#### [DIRECTIONS]
Reproduce all of the entries, replacing every instance of "I want to know if" with "Determine whether" and leaving everything else unchanged.

Detection examples:
———
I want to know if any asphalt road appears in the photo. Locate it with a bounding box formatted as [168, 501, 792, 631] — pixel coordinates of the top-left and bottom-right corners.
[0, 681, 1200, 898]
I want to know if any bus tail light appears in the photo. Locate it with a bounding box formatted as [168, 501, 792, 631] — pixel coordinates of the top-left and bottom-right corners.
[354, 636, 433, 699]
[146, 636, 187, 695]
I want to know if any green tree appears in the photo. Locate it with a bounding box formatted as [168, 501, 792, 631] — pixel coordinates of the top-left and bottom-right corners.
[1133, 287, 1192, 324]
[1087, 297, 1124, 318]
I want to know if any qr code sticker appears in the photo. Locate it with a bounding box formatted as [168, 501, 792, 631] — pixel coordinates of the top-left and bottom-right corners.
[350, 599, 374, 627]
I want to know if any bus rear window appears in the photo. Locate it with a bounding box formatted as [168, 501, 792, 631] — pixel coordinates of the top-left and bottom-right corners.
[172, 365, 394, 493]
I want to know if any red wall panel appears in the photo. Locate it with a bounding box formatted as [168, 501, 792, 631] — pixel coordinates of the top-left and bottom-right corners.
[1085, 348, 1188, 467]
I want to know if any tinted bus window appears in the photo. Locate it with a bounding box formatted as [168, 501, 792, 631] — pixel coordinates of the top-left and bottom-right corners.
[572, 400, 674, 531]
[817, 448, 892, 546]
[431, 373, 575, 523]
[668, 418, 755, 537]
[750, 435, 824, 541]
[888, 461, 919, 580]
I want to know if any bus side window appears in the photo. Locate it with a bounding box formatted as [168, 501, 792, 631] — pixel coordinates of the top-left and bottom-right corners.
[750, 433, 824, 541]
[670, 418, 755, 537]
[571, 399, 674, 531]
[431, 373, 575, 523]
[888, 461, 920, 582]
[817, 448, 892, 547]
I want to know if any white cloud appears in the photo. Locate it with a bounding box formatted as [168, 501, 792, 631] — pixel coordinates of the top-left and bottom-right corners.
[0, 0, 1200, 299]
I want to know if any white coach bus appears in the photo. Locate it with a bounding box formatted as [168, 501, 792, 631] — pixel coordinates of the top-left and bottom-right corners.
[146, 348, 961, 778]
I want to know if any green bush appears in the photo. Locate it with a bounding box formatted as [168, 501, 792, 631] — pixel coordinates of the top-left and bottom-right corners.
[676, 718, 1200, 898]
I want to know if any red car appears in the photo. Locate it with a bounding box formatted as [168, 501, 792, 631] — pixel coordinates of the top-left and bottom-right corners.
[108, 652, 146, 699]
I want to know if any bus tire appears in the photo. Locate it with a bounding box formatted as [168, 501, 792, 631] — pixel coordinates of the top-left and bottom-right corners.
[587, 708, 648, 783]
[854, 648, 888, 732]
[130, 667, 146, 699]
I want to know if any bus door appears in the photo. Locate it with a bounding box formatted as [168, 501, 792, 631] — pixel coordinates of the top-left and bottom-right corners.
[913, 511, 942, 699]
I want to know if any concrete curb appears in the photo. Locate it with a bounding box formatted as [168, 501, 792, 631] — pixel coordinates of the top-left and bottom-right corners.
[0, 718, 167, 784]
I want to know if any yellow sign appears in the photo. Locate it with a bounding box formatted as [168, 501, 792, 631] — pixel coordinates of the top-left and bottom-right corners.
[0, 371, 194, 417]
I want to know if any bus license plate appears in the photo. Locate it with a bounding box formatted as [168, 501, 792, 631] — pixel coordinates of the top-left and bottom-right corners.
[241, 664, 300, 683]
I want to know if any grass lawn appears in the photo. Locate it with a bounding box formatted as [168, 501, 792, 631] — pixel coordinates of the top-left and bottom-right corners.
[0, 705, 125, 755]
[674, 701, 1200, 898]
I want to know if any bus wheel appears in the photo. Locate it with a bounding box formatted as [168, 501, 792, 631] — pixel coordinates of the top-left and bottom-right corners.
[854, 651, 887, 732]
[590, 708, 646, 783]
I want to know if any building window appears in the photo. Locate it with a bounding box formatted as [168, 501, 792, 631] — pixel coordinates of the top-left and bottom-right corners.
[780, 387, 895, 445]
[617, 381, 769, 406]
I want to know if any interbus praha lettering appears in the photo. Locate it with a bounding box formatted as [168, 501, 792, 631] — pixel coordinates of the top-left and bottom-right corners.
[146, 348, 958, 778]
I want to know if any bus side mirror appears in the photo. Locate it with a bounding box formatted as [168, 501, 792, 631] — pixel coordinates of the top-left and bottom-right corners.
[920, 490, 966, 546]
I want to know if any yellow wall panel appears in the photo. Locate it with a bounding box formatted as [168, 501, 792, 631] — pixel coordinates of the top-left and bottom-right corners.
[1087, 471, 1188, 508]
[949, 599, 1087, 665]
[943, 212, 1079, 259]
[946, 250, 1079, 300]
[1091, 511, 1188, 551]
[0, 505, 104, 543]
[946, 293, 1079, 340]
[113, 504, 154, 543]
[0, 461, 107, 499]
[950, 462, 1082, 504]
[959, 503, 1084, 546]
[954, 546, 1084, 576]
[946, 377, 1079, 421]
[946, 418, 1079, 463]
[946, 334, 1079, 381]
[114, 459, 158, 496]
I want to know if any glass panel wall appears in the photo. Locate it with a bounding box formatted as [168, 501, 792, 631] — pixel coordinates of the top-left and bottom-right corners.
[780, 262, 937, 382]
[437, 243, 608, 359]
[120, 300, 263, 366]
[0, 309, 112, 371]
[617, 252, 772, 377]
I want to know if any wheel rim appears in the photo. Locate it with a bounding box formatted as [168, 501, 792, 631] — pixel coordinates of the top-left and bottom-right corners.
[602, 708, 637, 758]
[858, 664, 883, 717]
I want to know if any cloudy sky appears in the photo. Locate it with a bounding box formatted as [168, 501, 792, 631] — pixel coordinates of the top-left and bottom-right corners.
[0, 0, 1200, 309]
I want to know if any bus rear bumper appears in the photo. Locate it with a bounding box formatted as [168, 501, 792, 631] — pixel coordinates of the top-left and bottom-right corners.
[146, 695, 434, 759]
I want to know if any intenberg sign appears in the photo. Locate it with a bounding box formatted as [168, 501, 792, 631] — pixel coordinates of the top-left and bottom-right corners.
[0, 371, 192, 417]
———
#### [SOLUTION BELOW]
Determine whether any asphalt road appears in the photo. Locate it with a bounding box formatted as [168, 501, 792, 631] — pixel coordinates of the top-left and bottom-right corners.
[0, 681, 1200, 898]
Determine whether any bus tail light appears in the photo. Locate it with a bounding box formatted as [168, 501, 792, 631] — pixel coordinates of the top-left and bottom-right corners.
[354, 636, 433, 699]
[146, 636, 187, 695]
Determine whether any green tree appears in the photo. Locate it with a bounding box formatted as [168, 501, 792, 631] — pixel coordinates of the top-left and bottom-right corners.
[1133, 287, 1192, 324]
[1087, 297, 1124, 318]
Determine whether any qr code sticker appears in the photo. Locate it with a bounding box formatted as [168, 501, 792, 631] — pixel coordinates of the top-left and bottom-right corners.
[350, 599, 374, 627]
Determine whether any bus rear window appears in the photo. Locate it with a bounding box formatted as [168, 501, 792, 631] — pixel coordinates of the top-left and bottom-right corners.
[172, 365, 394, 493]
Determine whether any red wall panel appears in the photo. Locate it with a bounding box formatted as [168, 501, 792, 631] — pixel coordinates of the top-left and bottom-right corners.
[1085, 348, 1188, 467]
Determine whether any tinted bus window appears in the photo. Locate it with a bounding box formatted as [168, 501, 792, 631] — pixel coordinates of the top-left and bottom-right corners.
[572, 400, 674, 531]
[817, 448, 892, 546]
[431, 373, 575, 523]
[668, 418, 755, 537]
[750, 435, 824, 541]
[888, 461, 919, 580]
Determine whether any bus side window appears in the photo. Locate it with a bounding box formatted as [168, 501, 792, 631] — pixel coordinates of the top-left and bottom-right corners.
[750, 433, 824, 541]
[670, 418, 755, 537]
[571, 399, 674, 531]
[431, 373, 575, 523]
[888, 461, 920, 582]
[817, 448, 892, 547]
Determine whether any white cloud appears in the photo. Locate it with a bounding box formatted as [168, 501, 792, 631] — pixel coordinates of the top-left and bottom-right corners.
[0, 0, 1200, 299]
Determine whether any white coach bus appears in the photo. Locate it with a bounding box formatted as [168, 501, 792, 631] — pixel coordinates of the top-left and bottom-right corners.
[146, 348, 961, 778]
Determine whether any green bush appears in the photo. Locate it with a bounding box formatted as [168, 501, 792, 631] — pixel coordinates of the top-left and bottom-right corners.
[676, 718, 1200, 898]
Determine whether any red car appears in the photo. Locate it with a bounding box formatted as [168, 501, 792, 631] — pixel coordinates of the top-left and bottom-right corners.
[108, 652, 146, 699]
Determine whether any bus tire appears in the photo. Locate it with a bounding box formatted as [168, 501, 792, 631] — pixel coordinates of the top-left and bottom-right corners.
[587, 708, 648, 783]
[854, 648, 888, 732]
[130, 667, 146, 699]
Determine whether any bus door appears in the photo. Locate it with a bounding box formatted as [168, 501, 792, 631] — pixel coordinates of the top-left and bottom-right corners.
[913, 511, 942, 699]
Determine whether any concrete curb appears in the photo. Locate it with a bounding box formatted as [168, 501, 792, 631] — pixel coordinates of the top-left and bottom-right corners.
[0, 718, 167, 784]
Determine whether any yellow sign appears in the photo. Locate it with a bounding box formatted as [168, 501, 792, 631] — pixel coordinates of the top-left and bottom-right corners.
[0, 371, 194, 417]
Determine whether any bus license plate appears in the photo. Locate it with a bounding box formatted as [168, 501, 792, 631] — pixel coordinates of the top-left and bottom-right corners.
[241, 664, 300, 683]
Determine whether any grass lawn appears in the photo. Locate it with a bounding box formatted as [168, 501, 792, 631] — pixel coordinates of the top-left and bottom-right corners.
[0, 705, 125, 755]
[674, 701, 1200, 898]
Determine whether any bus wheel appears in the photo. Locate it with a bounding box formatted as [168, 501, 792, 631] — pixel coordinates of the top-left and bottom-right corners.
[854, 651, 887, 732]
[590, 708, 646, 783]
Determine whether any building window appears in the photo. Locate it with a bounding box formatted as [168, 501, 792, 631] — pixel coordinates of the top-left and bottom-right corners.
[780, 387, 895, 445]
[617, 381, 769, 406]
Determine whether any interbus praha lettering appears in the photo. Locate it with a bounding box formatted as [168, 501, 792, 631] — pixel coordinates of the top-left and bottom-right corners.
[146, 348, 958, 778]
Determine whether any bus side mirror appears in the photo. Locate it with a bounding box formatted as [168, 501, 792, 631] — pixel coordinates of the top-left and bottom-right corners.
[920, 490, 966, 546]
Determine whether any yellow wall panel appears in the photo. Locate it with a bounding box formatted as [168, 501, 792, 631] — pixel coordinates of the top-left and bottom-right corners.
[1087, 471, 1188, 508]
[949, 599, 1087, 665]
[943, 212, 1079, 259]
[946, 250, 1079, 300]
[1091, 511, 1188, 551]
[0, 505, 104, 543]
[946, 293, 1079, 340]
[113, 504, 154, 543]
[0, 461, 107, 499]
[950, 462, 1082, 504]
[959, 503, 1084, 546]
[954, 546, 1084, 576]
[946, 377, 1079, 421]
[946, 418, 1079, 463]
[946, 334, 1079, 381]
[114, 459, 158, 496]
Determine whether any glass panel wall appears in the photo. Locate it with a bounding box formatted as [168, 501, 792, 631] — pixel coordinates of the top-left and bottom-right corners.
[780, 262, 937, 382]
[437, 243, 608, 359]
[120, 300, 263, 366]
[0, 309, 112, 371]
[617, 252, 772, 377]
Determine whether any wheel rim appears in the photo. Locate it with a bounding box formatted as [168, 501, 792, 631] — pixel coordinates of the top-left and bottom-right corners.
[602, 708, 637, 758]
[858, 664, 883, 717]
Determine whether any cloudy sky appears in the photo. Locate it with a bounding box formatted as [168, 501, 792, 631] — pixel coordinates of the top-left and bottom-right corners.
[0, 0, 1200, 309]
Determine whether any bus rear bumper appears in the photo. Locate it with a bounding box formatted as [168, 501, 792, 631] — pixel coordinates of the top-left and bottom-right corners.
[146, 695, 434, 759]
Determine whether any intenberg sign appears in the photo. Locate it with a bounding box formatted as [168, 501, 792, 631] — pixel coordinates of the top-left and bottom-right corners.
[0, 371, 192, 417]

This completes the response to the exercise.